EXERCISE REQUIREMENTS — Reproduce every line of the material below word for word, omitting the pictures.

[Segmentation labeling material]
◇ ◇ ◇ ◇

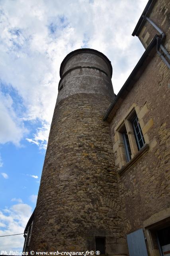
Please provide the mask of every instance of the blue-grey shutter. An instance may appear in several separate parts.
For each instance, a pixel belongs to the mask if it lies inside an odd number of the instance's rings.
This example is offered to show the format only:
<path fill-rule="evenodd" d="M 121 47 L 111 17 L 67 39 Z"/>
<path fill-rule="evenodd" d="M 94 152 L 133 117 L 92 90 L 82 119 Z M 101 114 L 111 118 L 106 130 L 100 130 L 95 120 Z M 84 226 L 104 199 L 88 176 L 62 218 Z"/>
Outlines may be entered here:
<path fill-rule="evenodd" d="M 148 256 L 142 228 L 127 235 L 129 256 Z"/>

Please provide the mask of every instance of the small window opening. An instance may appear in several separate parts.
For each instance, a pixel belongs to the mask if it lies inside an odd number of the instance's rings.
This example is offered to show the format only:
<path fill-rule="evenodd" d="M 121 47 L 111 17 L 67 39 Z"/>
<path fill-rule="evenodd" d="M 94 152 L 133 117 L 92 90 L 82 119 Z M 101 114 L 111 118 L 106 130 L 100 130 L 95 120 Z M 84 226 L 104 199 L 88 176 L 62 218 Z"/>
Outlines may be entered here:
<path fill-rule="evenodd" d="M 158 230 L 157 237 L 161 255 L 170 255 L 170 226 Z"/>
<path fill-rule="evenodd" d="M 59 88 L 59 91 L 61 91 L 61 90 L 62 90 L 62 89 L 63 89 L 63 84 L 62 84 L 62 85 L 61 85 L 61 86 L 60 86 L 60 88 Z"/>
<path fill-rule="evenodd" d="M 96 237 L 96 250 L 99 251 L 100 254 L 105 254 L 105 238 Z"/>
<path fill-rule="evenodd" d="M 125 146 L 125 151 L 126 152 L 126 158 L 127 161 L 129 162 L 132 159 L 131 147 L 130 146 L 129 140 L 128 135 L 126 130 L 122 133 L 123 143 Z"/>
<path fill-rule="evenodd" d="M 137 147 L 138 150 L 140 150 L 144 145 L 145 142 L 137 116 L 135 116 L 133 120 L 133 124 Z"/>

◇ ◇ ◇ ◇

COMPLETED EXERCISE —
Please provide the mask of every instance of the blue-grey shutter. An instance may appear in several separate parts.
For each instance, a pixel belongs to the mask if it lies inside an odd number of the instance's rings.
This example is offered to show the format only:
<path fill-rule="evenodd" d="M 121 47 L 111 17 L 67 39 Z"/>
<path fill-rule="evenodd" d="M 94 152 L 133 117 L 92 90 L 82 119 Z M 101 114 L 111 118 L 106 130 L 100 130 L 95 120 Z M 84 226 L 104 199 L 88 176 L 62 218 Z"/>
Outlines may be entered here:
<path fill-rule="evenodd" d="M 148 256 L 142 228 L 127 235 L 129 256 Z"/>

Please provide the mask of every instance of the small window opening. An instance may appear in several separate parts.
For each instance, a pixel belongs to the mask if it lies inside an odd number of the instance's rings.
This example is offered to show the format only:
<path fill-rule="evenodd" d="M 121 47 L 111 17 L 67 39 Z"/>
<path fill-rule="evenodd" d="M 94 152 L 133 117 L 92 90 L 82 119 Z M 101 114 L 111 118 L 106 130 L 100 130 L 95 120 Z M 84 226 L 104 199 L 88 176 L 62 218 Z"/>
Outlines may be entered here:
<path fill-rule="evenodd" d="M 158 230 L 157 237 L 161 255 L 170 255 L 170 226 Z"/>
<path fill-rule="evenodd" d="M 59 88 L 59 91 L 61 91 L 61 90 L 62 90 L 62 89 L 63 89 L 63 84 L 62 84 L 62 85 L 61 85 L 61 86 L 60 86 L 60 88 Z"/>
<path fill-rule="evenodd" d="M 96 237 L 96 250 L 99 251 L 100 254 L 105 254 L 105 238 Z"/>
<path fill-rule="evenodd" d="M 125 146 L 125 151 L 126 152 L 126 158 L 127 161 L 129 162 L 132 159 L 131 147 L 130 146 L 129 140 L 128 135 L 126 130 L 122 133 L 123 143 Z"/>
<path fill-rule="evenodd" d="M 137 147 L 138 150 L 140 150 L 144 145 L 145 142 L 137 116 L 135 116 L 133 120 L 133 124 Z"/>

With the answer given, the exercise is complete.